## Your goal
Please state how many lines in the records contain the string "palm", with no words besides the number.

[Photo-based referring expression data]
Start of Block
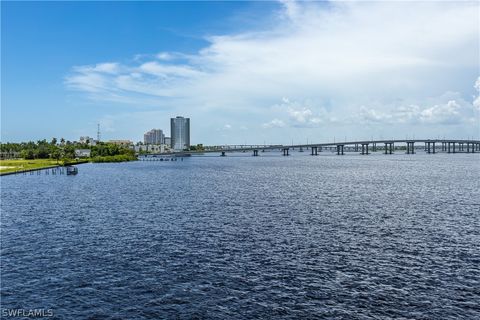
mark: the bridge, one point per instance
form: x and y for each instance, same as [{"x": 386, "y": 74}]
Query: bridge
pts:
[{"x": 363, "y": 147}]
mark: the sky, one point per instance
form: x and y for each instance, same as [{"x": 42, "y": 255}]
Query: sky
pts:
[{"x": 272, "y": 72}]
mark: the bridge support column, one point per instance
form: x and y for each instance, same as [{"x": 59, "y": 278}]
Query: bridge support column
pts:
[
  {"x": 340, "y": 149},
  {"x": 364, "y": 148},
  {"x": 410, "y": 147}
]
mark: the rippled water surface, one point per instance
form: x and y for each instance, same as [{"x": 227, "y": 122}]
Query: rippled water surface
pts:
[{"x": 333, "y": 237}]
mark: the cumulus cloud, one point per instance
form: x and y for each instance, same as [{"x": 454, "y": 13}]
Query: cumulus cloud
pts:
[
  {"x": 275, "y": 123},
  {"x": 450, "y": 113},
  {"x": 346, "y": 56}
]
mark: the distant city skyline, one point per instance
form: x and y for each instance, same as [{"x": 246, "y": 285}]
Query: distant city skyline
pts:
[{"x": 244, "y": 72}]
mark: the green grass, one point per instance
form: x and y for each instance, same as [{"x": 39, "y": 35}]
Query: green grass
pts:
[{"x": 16, "y": 165}]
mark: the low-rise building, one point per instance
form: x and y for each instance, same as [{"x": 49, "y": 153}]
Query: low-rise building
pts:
[
  {"x": 82, "y": 153},
  {"x": 150, "y": 148},
  {"x": 123, "y": 143},
  {"x": 88, "y": 140}
]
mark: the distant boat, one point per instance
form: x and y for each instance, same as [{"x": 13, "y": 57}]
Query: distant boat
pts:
[{"x": 72, "y": 170}]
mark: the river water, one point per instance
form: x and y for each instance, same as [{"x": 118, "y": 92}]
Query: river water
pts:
[{"x": 271, "y": 237}]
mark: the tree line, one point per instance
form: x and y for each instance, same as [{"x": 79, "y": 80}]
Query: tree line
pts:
[{"x": 54, "y": 149}]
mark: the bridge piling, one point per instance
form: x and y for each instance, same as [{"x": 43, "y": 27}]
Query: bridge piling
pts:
[{"x": 340, "y": 149}]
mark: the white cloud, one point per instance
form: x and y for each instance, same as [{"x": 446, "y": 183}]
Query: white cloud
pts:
[
  {"x": 275, "y": 123},
  {"x": 476, "y": 101},
  {"x": 342, "y": 55}
]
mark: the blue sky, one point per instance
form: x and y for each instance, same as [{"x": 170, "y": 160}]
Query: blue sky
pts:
[{"x": 249, "y": 72}]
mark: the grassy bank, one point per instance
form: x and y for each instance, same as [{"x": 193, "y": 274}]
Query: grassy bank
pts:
[
  {"x": 117, "y": 158},
  {"x": 21, "y": 164},
  {"x": 16, "y": 165}
]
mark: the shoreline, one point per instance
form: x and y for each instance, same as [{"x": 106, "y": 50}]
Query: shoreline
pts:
[{"x": 40, "y": 168}]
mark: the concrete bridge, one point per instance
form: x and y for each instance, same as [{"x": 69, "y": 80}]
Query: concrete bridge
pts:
[{"x": 365, "y": 147}]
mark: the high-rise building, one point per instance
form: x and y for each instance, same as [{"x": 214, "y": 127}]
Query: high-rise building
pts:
[
  {"x": 154, "y": 136},
  {"x": 180, "y": 133}
]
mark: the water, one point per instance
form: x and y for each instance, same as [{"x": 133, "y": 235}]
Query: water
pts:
[{"x": 327, "y": 237}]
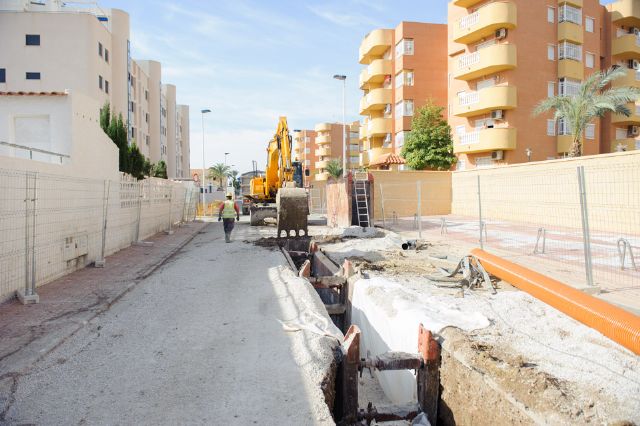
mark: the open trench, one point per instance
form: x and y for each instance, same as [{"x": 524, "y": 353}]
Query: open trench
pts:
[{"x": 447, "y": 379}]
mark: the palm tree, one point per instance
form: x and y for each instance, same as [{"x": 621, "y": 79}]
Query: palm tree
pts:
[
  {"x": 334, "y": 168},
  {"x": 218, "y": 172},
  {"x": 593, "y": 100}
]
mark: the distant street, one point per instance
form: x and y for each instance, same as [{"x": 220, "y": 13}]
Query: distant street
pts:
[{"x": 196, "y": 342}]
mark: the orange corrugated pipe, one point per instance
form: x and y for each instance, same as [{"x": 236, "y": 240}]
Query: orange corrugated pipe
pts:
[{"x": 617, "y": 324}]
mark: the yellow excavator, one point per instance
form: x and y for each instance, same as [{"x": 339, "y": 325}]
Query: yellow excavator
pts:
[{"x": 279, "y": 193}]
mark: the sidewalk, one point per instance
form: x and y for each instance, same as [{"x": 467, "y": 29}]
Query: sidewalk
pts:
[{"x": 29, "y": 332}]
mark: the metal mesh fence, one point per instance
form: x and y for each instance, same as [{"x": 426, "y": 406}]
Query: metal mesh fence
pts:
[
  {"x": 51, "y": 225},
  {"x": 579, "y": 224}
]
End of Block
## Response
2